A fazer -
A: No trecho sobre o filme 'Snowden', qual atriz interpreta a cineasta Laura Poitras?
B: Prossiga com o trecho sobre o filme 'Snowden' a partir da última frase apresentada.

Trecho da página -
Para quem não sabe, a NSA foi criada com finalidade e funções relacionadas à inteligência de sinais, como interceptação e criptoanálise. Seu objetivo é basicamente prover a segurança da nação identificando planos dos outros países que podem se tornar possíveis ameaças (nucleares, terroristas e etc.) no futuro, possibilitando uma estratégia de defesa ou até mesmo antecipando com um ataque preventivo. Recentemente, o documentário ‘Citizenfour’ já havia abordado a história de Snowden e foi aclamado pela crítica, vencendo inclusive o Oscar de Melhor Documentário em 2015. ‘Citizenfour’ foi dirigido pela jornalista e cineasta Laura Poitras, que aparece no filme ‘Snowden – Herói ou Traidor’ sendo interpretada pela atriz vencedora do Oscar Melissa Leo. Por ser um dos cineastas mais envolvidos com questões políticas dentro e fora dos seus filmes – já fez alguns trabalhos sobre os presidentes Kennedy, Nixon e Bush, além de guerras e tragédias como a do Vietnã e o 11 de Setembro, por exemplo – Oliver Stone era de fato um dos diretores mais aptos a adaptar para o cinema essa atual e relevante questão que o filme aborda: o que vale mais, a privacidade ou a segurança?

Quem conhece os trabalhos anteriores de Stone sabe que economia e concisão não são palavras que o definem bem. Na verdade, o diretor costuma abordar seus trabalhos de forma bastante grandiloquente – haja vista ‘JFK’ e ‘Nixon’, que têm mais de três horas de duração cada – e essa característica também está presente aqui em ‘Snowden’, apesar de ter ‘apenas’ 2 horas e 14 minutos de duração. Sendo assim, por mais que o conteúdo e a discussão que o filme aborda sejam interessantes e relevantes, a verborragia e a quantidade de informações apresentadas ao espectador quase que ininterruptamente pode ‘afugentar’ algumas pessoas. Refletindo sobre o quanto a subtrama que envolve a relação de Snowden com sua futura esposa Lindsay Mills (Shailene Woodley) agrega para o filme, cheguei a conclusão de que foi importante Oliver Stone ter trabalhado esse lado mais humano do protagonista, pois através da interação dele com Lindsay e os altos e baixos do seu relacionamento, o diretor conseguiu agregar mais peso dramático para as ações do personagem. Em outras palavras, as pessoas mostram quem realmente são e no que acreditam através de ações e de relações com outras pessoas. Desta forma, embora tenha se arriscado pouco e desenvolvido a relação de forma um tanto previsível, Stone acerta ao trazer Snowden para o lado do espectador mostrando tudo o que ele teve que abrir mão para fazer a escolha certa (inclusive comprometendo sua felicidade).

Bloco de dados -
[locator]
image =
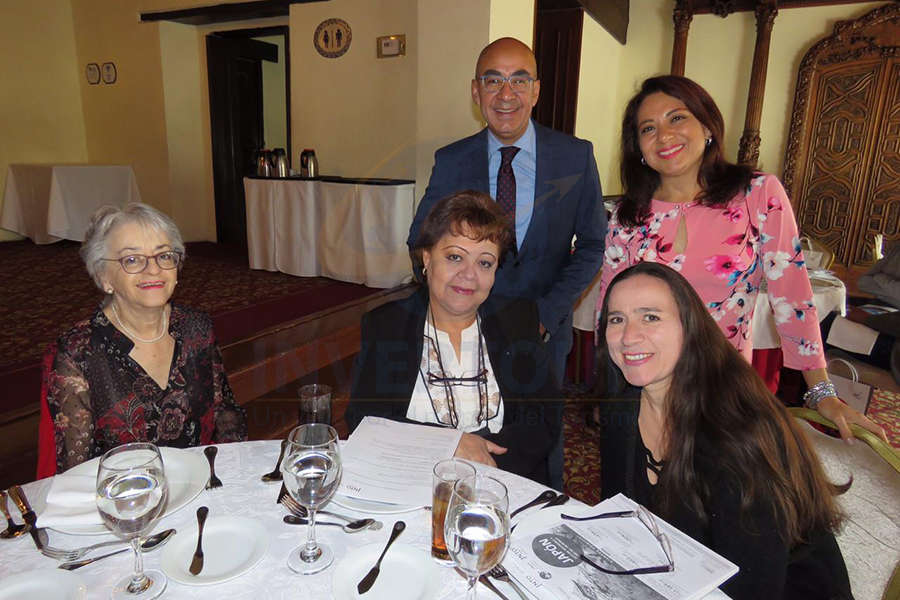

Resultados por tarefa -
A: Melissa Leo.

B:
A verdade é que ninguém gosta de ser espiado e ter sua privacidade ameaçada (exceto os participantes do Big Brother…) e o filme demonstra isso de forma muito sóbria e equilibrada. Pensando na proteção do povo a agência tem sua razão e ao descobrir a falta de transparência e de limites do governo para com as pessoas, Snowden certamente tem sua razão também. Não é à toa que alguns dos melhores momentos do filme acontecem quando o questionador protagonista diverge do responsável pela agência (interpretado por Rhys Ifans), em uma série de diálogos bem interessantes, por exemplo, ‘como as pessoas são afetadas a nível pessoal para interesse do governo’, ou se ‘para a segurança da nação os fins justificam os meios’, ‘o terrorismo é mesmo o alvo ou apenas uma desculpa para ter cada vez mais controle do mundo?’ e etc. Não dá para falar mais sobre a trama sem tirar o prazer do espectador (spoilers) que é conhecer um pouco mais da trajetória do protagonista desde quando entrou na agência, trabalhou para a CIA até ser acusado de trair o próprio país. Portanto, quem não acompanhou o escândalo na época ou ficou interessado pela história desse gênio autodidata pode assistir tranquilamente ao filme, pois ele é bem completo e dá um panorama claro e abrangente da situação para o espectador, de forma técnica, porém bastante didática.

Joseph Gordon-Levitt está incrível no papel principal. Embora não tenha tanta semelhança física com o verdadeiro Snowden, sua atuação como uma pessoa charmosa e inteligente, mas ao mesmo tempo fechada e sofrendo interiormente por saber de informações extremamente sigilosas que não pode confiar nem a pessoa mais próxima, acaba resultando em mais um grande trabalho do ator. Já Shailene – que herdou o papel de Magot Robbie por conflito de agendas – tem uma função muito mais de ‘sidekick’ para o protagonista e não chega a atrapalhar, mas também não se destaca muito. O elenco é bastante numeroso, contando com participações dos eficientes Nicolas Cage, Timothy Olyphant, Scott Eastwood, Tom Wilkinson e Zachary Quinto, além do já citado Rhys Ifans (um pouco canastrão, mas que convence justamente por seu cinismo combinar com a ideia de governo que o filme quer passar). Mesmo a título de curiosidade, a prova da dedicação de Stone com o projeto foi que, já com o orçamento bastante apertado e sem mais tempo para perder com as filmagens, o diretor perdeu o funeral da própria mãe para conseguir entregar o filme em tempo.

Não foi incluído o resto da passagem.